====== DATA SHOWN ======
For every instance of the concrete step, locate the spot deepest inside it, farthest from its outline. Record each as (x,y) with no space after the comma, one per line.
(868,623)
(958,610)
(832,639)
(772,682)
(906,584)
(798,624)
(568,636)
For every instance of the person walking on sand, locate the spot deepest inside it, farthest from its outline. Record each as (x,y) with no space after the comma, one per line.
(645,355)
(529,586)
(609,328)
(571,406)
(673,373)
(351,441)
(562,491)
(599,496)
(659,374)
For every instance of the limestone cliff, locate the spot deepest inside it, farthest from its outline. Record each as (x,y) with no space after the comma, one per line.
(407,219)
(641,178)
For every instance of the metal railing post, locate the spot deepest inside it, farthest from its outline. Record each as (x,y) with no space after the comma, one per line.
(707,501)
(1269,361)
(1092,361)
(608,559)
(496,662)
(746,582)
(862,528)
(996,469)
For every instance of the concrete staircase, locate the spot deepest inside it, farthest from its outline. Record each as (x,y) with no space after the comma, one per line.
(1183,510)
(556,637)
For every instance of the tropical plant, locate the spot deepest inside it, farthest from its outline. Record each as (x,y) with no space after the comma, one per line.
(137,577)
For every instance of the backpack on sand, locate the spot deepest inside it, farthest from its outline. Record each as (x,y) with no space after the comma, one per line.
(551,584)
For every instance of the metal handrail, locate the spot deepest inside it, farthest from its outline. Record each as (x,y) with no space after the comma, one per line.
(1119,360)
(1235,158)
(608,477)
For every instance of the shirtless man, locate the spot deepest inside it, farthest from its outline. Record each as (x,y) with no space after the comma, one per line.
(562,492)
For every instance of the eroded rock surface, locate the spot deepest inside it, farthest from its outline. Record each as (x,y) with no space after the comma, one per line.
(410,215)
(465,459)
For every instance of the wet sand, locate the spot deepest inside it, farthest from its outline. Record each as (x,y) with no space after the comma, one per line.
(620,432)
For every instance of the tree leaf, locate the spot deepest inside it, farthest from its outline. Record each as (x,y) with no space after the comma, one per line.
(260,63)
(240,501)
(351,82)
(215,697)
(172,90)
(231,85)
======
====== DATA SHOWN ======
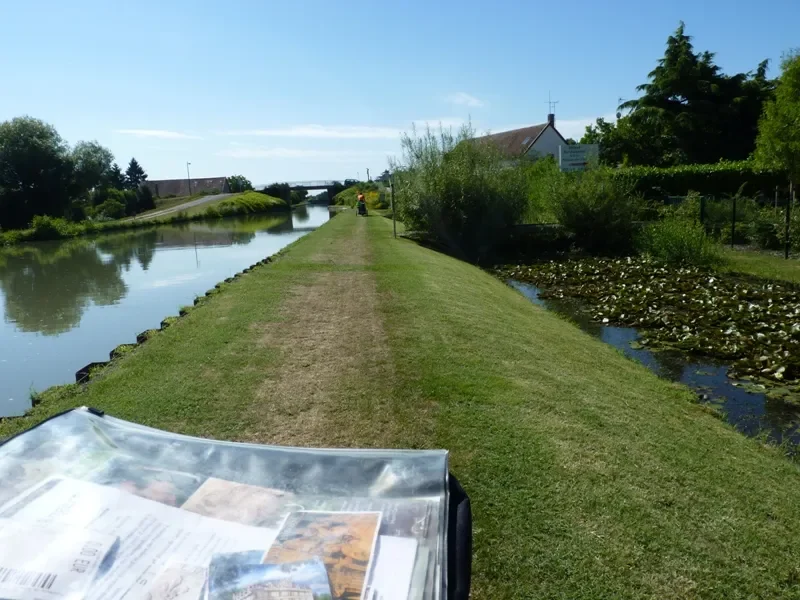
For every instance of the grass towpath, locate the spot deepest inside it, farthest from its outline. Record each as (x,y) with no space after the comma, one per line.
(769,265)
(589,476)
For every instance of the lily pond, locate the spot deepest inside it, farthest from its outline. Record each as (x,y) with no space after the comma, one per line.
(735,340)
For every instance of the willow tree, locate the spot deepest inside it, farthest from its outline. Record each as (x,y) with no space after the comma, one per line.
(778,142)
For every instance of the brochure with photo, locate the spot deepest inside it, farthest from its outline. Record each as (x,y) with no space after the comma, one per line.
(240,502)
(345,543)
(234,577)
======
====== DATA SHOWN ======
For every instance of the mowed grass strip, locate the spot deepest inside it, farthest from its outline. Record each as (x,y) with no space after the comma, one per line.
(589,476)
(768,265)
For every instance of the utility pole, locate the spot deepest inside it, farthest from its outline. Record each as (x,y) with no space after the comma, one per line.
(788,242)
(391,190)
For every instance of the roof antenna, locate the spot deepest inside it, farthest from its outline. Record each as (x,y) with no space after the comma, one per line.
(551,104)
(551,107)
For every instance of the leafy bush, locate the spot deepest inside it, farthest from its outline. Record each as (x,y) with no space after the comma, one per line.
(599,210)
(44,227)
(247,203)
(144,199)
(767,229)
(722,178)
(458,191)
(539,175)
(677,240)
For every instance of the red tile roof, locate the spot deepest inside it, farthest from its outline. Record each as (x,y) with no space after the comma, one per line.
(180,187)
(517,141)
======
REQUIREMENT:
Please count the lines of the material above that contain the string "concrete", treating uppercase and lowercase as different, and reply with only the number.

EXERCISE RESULT:
2